--- BEGIN RAW RECORDS ---

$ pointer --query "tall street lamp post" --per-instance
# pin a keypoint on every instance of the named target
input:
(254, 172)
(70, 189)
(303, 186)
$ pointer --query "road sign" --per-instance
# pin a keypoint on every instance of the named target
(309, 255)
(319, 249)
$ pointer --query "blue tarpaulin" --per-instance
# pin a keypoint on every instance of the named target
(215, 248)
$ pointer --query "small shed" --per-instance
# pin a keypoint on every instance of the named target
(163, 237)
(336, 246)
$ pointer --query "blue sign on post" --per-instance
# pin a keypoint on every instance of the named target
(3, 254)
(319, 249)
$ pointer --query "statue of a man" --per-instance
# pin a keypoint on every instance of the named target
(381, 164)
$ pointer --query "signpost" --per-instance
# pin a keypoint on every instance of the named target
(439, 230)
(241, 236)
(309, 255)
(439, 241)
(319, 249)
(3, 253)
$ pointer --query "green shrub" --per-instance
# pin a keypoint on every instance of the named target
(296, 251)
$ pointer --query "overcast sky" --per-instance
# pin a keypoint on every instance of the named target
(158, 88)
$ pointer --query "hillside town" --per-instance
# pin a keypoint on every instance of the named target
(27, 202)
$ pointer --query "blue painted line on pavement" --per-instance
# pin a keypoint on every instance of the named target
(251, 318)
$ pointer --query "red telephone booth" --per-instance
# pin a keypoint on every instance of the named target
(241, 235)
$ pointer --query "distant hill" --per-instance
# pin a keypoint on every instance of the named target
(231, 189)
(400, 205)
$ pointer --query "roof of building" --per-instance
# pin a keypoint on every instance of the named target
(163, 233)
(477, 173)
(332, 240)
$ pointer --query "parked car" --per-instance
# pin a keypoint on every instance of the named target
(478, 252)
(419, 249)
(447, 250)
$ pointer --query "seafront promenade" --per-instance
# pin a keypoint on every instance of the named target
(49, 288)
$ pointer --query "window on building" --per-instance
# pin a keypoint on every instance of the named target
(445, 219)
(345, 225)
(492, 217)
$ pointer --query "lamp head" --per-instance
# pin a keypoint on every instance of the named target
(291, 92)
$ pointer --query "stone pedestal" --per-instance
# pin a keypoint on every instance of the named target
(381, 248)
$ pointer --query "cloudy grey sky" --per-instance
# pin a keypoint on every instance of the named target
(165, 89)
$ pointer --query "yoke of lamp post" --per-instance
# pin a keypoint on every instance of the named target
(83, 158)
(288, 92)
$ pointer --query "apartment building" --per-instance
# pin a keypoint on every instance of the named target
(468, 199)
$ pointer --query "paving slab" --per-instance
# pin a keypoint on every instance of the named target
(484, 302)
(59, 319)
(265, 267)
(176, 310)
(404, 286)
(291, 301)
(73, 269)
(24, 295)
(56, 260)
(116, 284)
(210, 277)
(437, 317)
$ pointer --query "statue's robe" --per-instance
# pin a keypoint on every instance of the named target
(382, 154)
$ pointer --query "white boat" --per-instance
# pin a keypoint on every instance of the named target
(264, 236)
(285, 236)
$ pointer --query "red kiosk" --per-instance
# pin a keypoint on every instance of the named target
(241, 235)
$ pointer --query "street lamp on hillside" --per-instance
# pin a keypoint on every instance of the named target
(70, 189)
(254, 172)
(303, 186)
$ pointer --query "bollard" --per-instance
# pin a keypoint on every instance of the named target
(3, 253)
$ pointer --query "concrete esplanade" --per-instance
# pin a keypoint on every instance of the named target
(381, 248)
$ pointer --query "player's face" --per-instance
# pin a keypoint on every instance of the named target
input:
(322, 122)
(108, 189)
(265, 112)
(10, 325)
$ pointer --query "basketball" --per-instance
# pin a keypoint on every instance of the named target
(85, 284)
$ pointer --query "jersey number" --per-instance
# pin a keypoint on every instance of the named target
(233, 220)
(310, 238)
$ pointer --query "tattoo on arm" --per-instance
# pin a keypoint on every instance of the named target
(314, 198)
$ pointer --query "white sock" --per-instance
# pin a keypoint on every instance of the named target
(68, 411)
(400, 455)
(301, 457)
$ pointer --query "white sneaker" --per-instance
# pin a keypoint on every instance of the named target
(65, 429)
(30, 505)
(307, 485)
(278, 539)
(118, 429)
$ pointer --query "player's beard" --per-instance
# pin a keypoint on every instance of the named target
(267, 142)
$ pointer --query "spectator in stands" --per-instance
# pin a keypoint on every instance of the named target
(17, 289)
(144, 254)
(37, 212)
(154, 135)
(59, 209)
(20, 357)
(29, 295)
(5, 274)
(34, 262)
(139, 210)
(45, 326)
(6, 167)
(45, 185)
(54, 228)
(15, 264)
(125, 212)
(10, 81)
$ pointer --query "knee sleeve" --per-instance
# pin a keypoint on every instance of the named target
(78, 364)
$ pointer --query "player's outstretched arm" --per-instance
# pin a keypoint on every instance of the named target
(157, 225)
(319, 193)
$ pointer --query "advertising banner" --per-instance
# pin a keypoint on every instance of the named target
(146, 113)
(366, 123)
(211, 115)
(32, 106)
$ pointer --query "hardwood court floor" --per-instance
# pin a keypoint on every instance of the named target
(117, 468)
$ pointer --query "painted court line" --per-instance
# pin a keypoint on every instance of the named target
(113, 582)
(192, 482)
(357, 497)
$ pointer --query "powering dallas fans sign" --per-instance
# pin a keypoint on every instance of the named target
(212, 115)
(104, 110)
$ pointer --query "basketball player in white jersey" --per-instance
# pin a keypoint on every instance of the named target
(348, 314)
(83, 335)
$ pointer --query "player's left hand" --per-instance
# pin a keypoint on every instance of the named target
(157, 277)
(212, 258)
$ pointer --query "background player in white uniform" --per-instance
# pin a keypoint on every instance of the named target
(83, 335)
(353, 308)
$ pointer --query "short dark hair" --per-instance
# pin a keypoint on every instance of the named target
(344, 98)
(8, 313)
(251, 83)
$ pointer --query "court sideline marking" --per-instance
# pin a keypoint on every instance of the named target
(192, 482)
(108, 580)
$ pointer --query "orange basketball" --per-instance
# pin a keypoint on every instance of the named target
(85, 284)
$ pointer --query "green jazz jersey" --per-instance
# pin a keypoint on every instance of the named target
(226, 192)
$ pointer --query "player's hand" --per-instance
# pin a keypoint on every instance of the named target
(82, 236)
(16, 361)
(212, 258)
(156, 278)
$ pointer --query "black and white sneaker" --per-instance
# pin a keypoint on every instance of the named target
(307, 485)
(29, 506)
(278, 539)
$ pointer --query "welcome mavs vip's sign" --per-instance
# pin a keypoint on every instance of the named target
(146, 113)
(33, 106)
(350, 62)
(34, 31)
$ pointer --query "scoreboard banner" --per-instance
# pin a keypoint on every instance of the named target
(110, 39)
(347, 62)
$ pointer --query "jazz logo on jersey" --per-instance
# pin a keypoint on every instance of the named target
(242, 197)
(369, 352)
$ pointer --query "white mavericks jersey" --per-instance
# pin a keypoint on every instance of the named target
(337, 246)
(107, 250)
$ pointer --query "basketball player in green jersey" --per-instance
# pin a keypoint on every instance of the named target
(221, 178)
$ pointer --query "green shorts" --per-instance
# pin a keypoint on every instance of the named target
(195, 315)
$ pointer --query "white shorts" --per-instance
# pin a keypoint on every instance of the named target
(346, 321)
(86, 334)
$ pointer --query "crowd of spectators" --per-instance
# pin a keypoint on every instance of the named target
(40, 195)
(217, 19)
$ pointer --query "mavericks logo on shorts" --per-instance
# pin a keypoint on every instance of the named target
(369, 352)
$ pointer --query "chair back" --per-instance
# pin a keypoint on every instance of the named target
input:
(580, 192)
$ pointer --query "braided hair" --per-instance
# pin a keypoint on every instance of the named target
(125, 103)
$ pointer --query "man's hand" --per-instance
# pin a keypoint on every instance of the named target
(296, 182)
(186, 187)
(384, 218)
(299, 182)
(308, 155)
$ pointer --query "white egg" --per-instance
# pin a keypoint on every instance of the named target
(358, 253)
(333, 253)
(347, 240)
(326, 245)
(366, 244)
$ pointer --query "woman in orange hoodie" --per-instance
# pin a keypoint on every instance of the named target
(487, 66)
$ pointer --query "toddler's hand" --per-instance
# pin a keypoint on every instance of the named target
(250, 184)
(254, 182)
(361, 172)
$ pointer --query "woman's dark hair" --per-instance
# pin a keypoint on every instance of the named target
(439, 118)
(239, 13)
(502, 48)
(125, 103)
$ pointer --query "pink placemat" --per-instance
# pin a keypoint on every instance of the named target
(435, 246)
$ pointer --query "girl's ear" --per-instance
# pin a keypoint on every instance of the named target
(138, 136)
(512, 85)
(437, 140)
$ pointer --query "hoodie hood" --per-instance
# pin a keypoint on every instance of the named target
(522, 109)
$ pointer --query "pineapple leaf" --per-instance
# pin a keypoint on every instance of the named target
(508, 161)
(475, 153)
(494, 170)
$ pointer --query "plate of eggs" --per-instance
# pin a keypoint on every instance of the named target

--- END RAW RECORDS ---

Gather every line from the items above that contains the string "basketball". Uppercase and lowercase letters count as different.

(SOLUTION TO THE PROBLEM):
$ pointer --query "basketball" --per-instance
$ pointer --query "basketball player in white jersey" --per-instance
$ pointer --query "orange basketball" --per-instance
$ pointer --query "basketball player in green jersey" --per-instance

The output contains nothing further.